>>>

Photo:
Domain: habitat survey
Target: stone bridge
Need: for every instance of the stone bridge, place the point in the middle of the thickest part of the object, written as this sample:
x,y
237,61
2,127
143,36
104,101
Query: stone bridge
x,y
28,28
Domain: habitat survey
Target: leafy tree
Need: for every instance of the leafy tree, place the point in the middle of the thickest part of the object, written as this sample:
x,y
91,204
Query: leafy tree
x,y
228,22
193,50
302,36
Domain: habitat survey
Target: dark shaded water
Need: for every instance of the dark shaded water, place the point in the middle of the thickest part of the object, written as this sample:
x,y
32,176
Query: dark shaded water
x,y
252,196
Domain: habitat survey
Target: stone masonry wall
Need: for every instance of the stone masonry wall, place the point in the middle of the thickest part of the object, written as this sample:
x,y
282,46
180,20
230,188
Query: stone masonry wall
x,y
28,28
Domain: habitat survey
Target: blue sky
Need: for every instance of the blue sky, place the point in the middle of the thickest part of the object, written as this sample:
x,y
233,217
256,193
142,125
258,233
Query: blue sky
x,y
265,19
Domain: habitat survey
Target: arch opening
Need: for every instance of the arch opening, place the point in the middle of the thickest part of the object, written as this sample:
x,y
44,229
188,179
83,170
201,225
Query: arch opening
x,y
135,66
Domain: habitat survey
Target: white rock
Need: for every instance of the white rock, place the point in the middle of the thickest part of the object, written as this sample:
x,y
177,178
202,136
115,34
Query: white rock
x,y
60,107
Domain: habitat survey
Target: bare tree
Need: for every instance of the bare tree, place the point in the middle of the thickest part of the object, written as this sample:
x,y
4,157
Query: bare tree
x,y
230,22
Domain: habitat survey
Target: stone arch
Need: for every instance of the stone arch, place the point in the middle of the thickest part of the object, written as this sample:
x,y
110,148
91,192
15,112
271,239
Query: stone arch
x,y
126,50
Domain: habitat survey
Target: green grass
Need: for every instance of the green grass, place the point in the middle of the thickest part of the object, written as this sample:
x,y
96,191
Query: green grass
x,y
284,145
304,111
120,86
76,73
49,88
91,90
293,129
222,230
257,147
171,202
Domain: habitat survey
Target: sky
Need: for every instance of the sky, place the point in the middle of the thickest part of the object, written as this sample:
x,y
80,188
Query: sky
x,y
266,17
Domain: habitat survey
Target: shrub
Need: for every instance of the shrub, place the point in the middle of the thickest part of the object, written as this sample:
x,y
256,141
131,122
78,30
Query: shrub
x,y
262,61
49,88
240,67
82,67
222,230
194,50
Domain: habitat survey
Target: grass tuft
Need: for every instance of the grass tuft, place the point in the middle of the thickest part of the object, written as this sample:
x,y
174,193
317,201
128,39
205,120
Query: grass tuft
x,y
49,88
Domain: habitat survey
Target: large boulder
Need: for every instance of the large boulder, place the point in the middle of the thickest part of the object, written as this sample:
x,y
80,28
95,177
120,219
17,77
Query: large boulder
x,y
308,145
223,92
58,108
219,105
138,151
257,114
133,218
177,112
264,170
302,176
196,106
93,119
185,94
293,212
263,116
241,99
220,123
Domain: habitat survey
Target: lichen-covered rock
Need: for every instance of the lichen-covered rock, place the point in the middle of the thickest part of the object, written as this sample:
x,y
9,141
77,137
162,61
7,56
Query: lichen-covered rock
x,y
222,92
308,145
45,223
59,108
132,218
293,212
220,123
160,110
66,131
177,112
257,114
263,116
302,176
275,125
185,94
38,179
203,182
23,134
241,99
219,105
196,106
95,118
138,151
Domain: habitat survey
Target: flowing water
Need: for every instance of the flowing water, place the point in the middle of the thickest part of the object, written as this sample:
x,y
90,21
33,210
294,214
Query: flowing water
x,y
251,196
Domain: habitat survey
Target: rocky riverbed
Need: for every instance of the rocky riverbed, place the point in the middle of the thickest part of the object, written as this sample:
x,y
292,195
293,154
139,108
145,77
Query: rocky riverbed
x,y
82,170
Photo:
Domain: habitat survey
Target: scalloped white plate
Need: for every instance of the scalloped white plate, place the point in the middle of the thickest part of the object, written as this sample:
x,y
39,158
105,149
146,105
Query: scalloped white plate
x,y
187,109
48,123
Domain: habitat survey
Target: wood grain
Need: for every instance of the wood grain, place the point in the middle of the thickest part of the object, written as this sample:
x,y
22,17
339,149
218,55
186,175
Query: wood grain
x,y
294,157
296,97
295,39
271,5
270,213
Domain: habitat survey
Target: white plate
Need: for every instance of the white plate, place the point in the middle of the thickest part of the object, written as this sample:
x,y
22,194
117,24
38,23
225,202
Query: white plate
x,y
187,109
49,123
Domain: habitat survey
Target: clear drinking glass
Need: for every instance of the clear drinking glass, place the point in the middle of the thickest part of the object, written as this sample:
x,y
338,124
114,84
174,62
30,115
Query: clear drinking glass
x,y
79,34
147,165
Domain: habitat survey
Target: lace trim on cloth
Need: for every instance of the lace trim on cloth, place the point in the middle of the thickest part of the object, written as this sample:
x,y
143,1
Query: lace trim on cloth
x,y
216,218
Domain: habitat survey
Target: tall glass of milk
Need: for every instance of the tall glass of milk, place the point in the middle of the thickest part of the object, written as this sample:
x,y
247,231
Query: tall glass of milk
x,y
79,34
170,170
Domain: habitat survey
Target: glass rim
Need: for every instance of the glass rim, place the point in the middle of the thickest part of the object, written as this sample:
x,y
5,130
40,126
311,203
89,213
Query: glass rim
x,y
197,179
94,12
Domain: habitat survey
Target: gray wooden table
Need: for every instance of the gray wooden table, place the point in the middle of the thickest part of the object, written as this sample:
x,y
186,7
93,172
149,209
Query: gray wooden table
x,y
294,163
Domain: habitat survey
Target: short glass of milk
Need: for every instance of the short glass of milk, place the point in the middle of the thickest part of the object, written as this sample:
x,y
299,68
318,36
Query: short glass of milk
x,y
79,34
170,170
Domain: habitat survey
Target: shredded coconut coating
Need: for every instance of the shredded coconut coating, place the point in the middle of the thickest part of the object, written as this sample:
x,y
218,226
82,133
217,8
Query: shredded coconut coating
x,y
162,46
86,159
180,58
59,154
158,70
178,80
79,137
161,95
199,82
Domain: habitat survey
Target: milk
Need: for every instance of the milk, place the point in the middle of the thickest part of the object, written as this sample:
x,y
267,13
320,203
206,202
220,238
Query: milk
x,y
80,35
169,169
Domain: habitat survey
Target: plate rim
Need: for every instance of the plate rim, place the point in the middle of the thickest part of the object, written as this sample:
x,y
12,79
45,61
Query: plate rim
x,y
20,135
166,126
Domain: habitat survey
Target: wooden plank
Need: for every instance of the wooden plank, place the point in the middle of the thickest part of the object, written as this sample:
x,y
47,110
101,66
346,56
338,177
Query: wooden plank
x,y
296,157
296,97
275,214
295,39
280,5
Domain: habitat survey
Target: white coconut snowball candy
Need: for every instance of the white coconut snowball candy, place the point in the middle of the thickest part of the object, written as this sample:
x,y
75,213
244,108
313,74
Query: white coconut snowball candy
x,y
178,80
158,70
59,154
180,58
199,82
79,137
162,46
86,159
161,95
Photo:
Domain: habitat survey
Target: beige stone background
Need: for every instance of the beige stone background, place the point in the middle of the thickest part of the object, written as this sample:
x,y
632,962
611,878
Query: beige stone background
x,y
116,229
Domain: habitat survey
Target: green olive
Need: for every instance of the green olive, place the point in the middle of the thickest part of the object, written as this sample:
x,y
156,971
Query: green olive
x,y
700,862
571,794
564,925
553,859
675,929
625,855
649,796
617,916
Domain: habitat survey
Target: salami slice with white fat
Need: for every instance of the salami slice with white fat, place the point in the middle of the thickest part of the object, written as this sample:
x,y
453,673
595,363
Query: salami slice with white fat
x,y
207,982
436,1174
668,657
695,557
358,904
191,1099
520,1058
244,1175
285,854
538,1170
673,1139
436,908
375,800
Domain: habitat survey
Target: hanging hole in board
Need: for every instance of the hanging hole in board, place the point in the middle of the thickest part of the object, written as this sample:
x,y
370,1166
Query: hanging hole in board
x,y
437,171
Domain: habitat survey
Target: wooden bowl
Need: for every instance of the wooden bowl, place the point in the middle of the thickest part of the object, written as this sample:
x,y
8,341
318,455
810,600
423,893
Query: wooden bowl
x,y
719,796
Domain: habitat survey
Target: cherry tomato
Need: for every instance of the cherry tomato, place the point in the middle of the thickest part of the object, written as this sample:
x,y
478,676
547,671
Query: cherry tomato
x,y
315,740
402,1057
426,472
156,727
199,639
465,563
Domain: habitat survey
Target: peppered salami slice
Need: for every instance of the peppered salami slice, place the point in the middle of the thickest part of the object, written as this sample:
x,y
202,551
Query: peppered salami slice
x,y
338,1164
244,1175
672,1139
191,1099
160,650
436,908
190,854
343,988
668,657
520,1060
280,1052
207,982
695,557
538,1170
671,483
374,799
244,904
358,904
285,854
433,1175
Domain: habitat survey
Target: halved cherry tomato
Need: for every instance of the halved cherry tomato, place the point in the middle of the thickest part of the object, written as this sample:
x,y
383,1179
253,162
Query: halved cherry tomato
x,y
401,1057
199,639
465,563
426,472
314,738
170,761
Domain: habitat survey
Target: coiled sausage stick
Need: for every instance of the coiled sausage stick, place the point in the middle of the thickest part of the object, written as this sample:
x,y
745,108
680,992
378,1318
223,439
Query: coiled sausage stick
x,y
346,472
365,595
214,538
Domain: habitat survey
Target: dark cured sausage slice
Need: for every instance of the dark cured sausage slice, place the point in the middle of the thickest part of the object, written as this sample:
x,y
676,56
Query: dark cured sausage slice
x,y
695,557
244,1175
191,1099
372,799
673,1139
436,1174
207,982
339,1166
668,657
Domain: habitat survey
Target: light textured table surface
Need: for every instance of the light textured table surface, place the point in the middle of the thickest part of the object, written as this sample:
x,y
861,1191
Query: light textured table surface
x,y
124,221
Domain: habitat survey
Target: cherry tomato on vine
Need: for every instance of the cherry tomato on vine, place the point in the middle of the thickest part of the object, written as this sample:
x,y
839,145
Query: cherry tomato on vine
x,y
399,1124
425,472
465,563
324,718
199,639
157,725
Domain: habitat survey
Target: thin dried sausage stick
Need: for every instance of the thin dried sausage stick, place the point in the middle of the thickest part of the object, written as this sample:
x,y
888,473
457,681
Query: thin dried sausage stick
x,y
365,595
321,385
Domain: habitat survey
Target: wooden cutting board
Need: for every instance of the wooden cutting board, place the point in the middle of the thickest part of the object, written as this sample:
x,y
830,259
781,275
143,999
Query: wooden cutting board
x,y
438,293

<<<

**EXERCISE**. "Target: stone masonry wall" marks the last line to print; print everything from the first line of the data through that line, unchanged, and nothing more.

**SOLUTION BELOW**.
Photo:
Domain: habitat survey
Target: stone bridge
Need: for every instance of the stone bridge, place the point in the middle of the thickest part of the object, written as this sample:
x,y
237,61
2,127
143,36
104,101
Query: stone bridge
x,y
28,28
Domain: habitat survey
Target: leafy tree
Need: for every instance of the leafy tree, place the point in the middle of the thickest part of the object, written as this sample:
x,y
91,204
Query: leafy tree
x,y
228,22
193,50
302,36
Domain: habitat survey
Target: dark shaded water
Need: for every instance of the dark shaded water, place the point in the middle of the thickest part of the object, written as this sample:
x,y
32,176
Query: dark shaded water
x,y
252,196
Domain: habitat survey
Target: stone masonry wall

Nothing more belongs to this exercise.